start Dataset entries

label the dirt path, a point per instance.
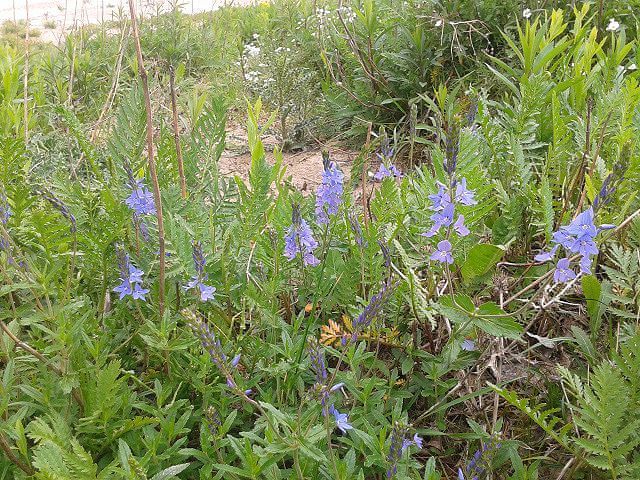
(305, 167)
(53, 18)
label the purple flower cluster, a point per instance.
(60, 206)
(130, 278)
(443, 204)
(197, 281)
(5, 209)
(299, 240)
(318, 365)
(480, 462)
(578, 238)
(398, 444)
(342, 419)
(329, 194)
(213, 346)
(373, 309)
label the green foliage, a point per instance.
(535, 114)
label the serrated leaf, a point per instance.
(481, 259)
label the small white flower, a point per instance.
(613, 25)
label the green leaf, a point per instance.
(481, 259)
(592, 290)
(170, 472)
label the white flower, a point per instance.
(613, 25)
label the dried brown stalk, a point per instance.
(176, 132)
(150, 152)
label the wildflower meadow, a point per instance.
(369, 239)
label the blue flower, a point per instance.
(130, 278)
(443, 253)
(141, 199)
(299, 239)
(563, 271)
(577, 237)
(441, 199)
(329, 194)
(373, 309)
(342, 419)
(460, 228)
(197, 281)
(445, 208)
(468, 345)
(5, 209)
(397, 445)
(582, 226)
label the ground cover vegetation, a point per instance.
(463, 304)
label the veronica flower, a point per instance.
(299, 240)
(318, 364)
(441, 199)
(60, 206)
(373, 309)
(329, 194)
(141, 199)
(5, 209)
(443, 253)
(399, 442)
(444, 208)
(342, 419)
(460, 228)
(130, 278)
(577, 237)
(197, 281)
(319, 367)
(213, 420)
(464, 195)
(468, 345)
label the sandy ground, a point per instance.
(305, 167)
(55, 17)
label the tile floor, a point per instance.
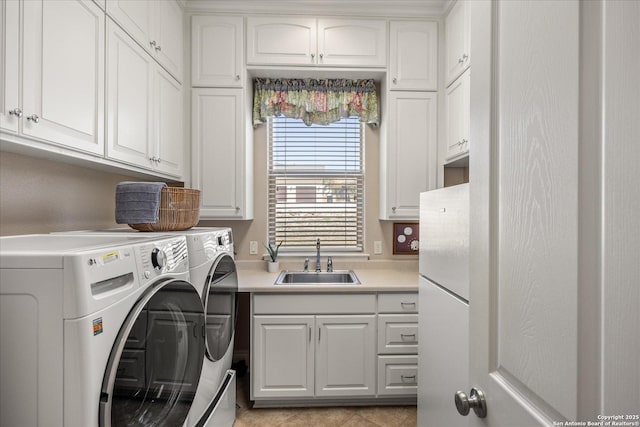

end Dataset entries

**What is required:**
Copy the rows above exactly as they appear, from the line containing "label the serrated" through the end of the rows. Leave any pictures out of your answer.

**Exercise output:**
label the serrated leaf, a point per instance.
(481, 259)
label the small white flower, a point per instance.
(613, 25)
label the green leaf, a point per instance.
(481, 259)
(592, 290)
(170, 472)
label the white flower, a point per instance.
(613, 25)
label the dried brown stalk, a point per instance.
(176, 132)
(150, 152)
label the wildflower meadow, a point per instance.
(369, 239)
label the blue flower, a point per instance.
(130, 278)
(443, 253)
(141, 199)
(299, 239)
(563, 271)
(577, 237)
(441, 199)
(329, 194)
(373, 309)
(342, 419)
(460, 228)
(197, 281)
(445, 208)
(468, 345)
(5, 209)
(397, 445)
(582, 226)
label the ground cover vegetation, a point per instance.
(463, 304)
label the veronica flower, a point per instance.
(299, 240)
(318, 364)
(441, 199)
(60, 206)
(373, 309)
(329, 194)
(141, 199)
(5, 209)
(443, 253)
(399, 442)
(444, 208)
(342, 419)
(460, 228)
(130, 278)
(577, 237)
(197, 281)
(319, 367)
(213, 420)
(464, 195)
(468, 345)
label the sandy ground, a point per instance.
(305, 167)
(55, 17)
label the tile floor, a point per instance.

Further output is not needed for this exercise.